— EXTRAIT CHOISI —
==============================

Anselm KIEFER (par Sylvie)
Anselm Kiefer est à l'honneur à Paris. Après Londres en 2014 et avant la grande rétrospective qui ouvre à Beaubourg le 16 décembre, la BNF lui consacre une exposition consacrée à ses livres, pourtant innombrables mais souvent ignorés. C'est un voyage saisissant débouchant sur un univers d'une richesse rare tant du point de vue des idées que de celui des techniques plastiques que nous offre cet artiste allemand, né en 1945, hanté par l'écriture depuis son plus jeune âge, et dont l'oeuvre, puissante et dérangeante, est habitée par les grands thèmes littéraires, philosophiques, l'histoire allemande et la Shoah.

==============================

— CONSIGNES DE TRAVAIL —
Rédigez la suite de l'extrait sur Anselm Kiefer en reprenant juste après sa dernière phrase.

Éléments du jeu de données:

==============================

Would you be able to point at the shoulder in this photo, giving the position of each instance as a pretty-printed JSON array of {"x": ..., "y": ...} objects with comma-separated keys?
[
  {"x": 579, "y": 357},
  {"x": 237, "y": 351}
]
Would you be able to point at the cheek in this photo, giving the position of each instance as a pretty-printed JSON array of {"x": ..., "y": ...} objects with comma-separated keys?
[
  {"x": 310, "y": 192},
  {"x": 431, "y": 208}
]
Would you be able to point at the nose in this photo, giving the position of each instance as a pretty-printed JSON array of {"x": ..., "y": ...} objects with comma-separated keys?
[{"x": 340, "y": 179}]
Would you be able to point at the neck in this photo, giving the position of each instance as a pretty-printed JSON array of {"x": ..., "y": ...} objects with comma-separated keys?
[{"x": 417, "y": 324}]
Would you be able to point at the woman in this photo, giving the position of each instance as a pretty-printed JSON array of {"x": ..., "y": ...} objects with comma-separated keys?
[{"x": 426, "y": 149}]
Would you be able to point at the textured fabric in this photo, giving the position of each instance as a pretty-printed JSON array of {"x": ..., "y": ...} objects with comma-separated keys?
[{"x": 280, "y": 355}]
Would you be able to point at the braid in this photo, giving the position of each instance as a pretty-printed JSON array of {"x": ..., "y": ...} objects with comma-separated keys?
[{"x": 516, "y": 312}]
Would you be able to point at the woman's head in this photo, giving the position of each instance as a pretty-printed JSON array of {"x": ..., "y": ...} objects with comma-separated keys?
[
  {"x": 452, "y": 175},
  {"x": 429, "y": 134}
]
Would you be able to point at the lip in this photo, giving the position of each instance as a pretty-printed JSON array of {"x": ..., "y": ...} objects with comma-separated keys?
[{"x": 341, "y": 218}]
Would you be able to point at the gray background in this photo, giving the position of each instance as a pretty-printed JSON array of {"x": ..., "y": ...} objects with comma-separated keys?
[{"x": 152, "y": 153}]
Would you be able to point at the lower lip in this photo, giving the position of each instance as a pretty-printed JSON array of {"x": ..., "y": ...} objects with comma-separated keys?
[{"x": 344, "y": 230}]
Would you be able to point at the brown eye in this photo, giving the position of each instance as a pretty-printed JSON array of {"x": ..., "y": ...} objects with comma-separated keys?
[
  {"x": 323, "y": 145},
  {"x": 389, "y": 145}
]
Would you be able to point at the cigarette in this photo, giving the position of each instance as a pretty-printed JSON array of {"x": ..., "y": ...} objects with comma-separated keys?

==============================

— RÉPONSE —
L'exposition est bâtie comme une cathédrale. Un transept où des vitrines horizontales montrent des livres ouverts classée par thèmes et par styles ; sur les bas-côtés, des "chapelles" présentent de monumentales sculptures et, glorifiant le livre, deux gigantesques tableaux figuratifs et provocateurs marquent seuil et sortie. La mystique est déjà bien là. On se sent un peu écrasé.
Comme souvent chez Kiefer, les tableaux sont construits selon une perspective dont le point focal, symbole de la lumière infinie, est au centre.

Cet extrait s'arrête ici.